┏━━

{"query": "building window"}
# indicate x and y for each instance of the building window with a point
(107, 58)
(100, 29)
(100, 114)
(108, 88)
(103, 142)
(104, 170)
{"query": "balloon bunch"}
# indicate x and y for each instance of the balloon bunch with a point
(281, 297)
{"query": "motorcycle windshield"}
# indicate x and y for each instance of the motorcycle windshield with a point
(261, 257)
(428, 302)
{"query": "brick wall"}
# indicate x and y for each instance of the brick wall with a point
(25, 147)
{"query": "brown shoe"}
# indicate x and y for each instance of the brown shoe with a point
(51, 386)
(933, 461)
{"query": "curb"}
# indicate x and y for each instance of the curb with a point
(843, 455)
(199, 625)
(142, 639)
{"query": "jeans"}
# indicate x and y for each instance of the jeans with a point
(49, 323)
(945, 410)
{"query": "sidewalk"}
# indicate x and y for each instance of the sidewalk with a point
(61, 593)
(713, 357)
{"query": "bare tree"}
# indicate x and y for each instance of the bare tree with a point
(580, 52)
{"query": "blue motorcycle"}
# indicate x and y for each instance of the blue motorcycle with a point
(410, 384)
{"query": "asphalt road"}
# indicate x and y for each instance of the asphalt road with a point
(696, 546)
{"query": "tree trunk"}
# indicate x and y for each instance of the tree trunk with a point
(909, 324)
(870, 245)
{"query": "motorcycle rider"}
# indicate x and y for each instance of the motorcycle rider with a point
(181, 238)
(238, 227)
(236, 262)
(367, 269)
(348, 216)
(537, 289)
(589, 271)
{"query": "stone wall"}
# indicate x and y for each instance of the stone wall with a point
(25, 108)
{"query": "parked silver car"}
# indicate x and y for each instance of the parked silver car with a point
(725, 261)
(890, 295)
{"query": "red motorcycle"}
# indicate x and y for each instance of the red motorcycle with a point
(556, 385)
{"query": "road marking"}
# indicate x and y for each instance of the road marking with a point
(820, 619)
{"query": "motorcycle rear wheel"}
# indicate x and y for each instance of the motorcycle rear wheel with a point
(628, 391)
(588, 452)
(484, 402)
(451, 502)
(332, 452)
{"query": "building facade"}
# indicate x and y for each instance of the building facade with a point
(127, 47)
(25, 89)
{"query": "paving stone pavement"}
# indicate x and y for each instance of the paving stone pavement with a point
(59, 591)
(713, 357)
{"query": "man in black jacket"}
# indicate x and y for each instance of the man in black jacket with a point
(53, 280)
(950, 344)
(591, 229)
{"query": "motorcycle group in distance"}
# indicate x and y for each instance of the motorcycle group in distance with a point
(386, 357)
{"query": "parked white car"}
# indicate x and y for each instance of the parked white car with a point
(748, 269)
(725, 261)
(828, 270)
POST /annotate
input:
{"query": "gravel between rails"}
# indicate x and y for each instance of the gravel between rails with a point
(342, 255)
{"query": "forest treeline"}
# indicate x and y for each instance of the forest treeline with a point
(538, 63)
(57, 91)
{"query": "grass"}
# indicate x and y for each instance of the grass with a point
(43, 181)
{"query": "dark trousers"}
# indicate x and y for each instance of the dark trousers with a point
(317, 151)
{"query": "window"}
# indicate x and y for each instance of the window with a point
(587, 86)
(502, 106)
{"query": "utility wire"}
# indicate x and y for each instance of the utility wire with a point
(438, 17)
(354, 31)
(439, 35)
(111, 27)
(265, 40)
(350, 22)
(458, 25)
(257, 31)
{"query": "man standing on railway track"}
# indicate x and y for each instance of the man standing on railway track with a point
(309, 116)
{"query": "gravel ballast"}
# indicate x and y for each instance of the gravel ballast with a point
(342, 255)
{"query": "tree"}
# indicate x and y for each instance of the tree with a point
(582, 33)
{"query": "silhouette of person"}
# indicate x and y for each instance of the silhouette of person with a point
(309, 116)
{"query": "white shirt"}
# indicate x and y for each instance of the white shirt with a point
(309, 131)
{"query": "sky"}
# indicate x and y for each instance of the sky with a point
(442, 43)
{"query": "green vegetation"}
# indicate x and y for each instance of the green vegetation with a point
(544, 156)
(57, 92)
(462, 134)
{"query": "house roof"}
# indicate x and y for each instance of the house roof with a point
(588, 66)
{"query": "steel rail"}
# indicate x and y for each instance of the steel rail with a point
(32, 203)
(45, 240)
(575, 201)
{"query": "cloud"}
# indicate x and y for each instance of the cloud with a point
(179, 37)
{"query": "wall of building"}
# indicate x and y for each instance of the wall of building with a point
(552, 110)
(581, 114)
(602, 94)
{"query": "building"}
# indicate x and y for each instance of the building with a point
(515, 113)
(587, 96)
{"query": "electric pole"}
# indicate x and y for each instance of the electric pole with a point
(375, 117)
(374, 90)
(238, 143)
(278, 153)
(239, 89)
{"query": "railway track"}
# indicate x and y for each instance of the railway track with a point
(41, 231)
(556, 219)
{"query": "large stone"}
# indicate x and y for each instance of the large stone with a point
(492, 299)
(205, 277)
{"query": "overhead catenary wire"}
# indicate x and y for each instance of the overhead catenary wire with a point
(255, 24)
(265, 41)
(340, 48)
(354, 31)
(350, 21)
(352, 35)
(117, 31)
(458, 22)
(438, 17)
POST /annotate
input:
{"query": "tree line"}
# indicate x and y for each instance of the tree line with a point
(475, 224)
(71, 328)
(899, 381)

┗━━
┏━━

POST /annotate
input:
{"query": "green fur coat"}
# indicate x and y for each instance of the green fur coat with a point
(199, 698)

┗━━

(Problem requirements): Locate each line in the entries above that contains the word "trousers" and copy those lines out. Case matters.

(Task output):
{"query": "dark trousers"}
# indicate x and y for each instance of the dark trousers with a point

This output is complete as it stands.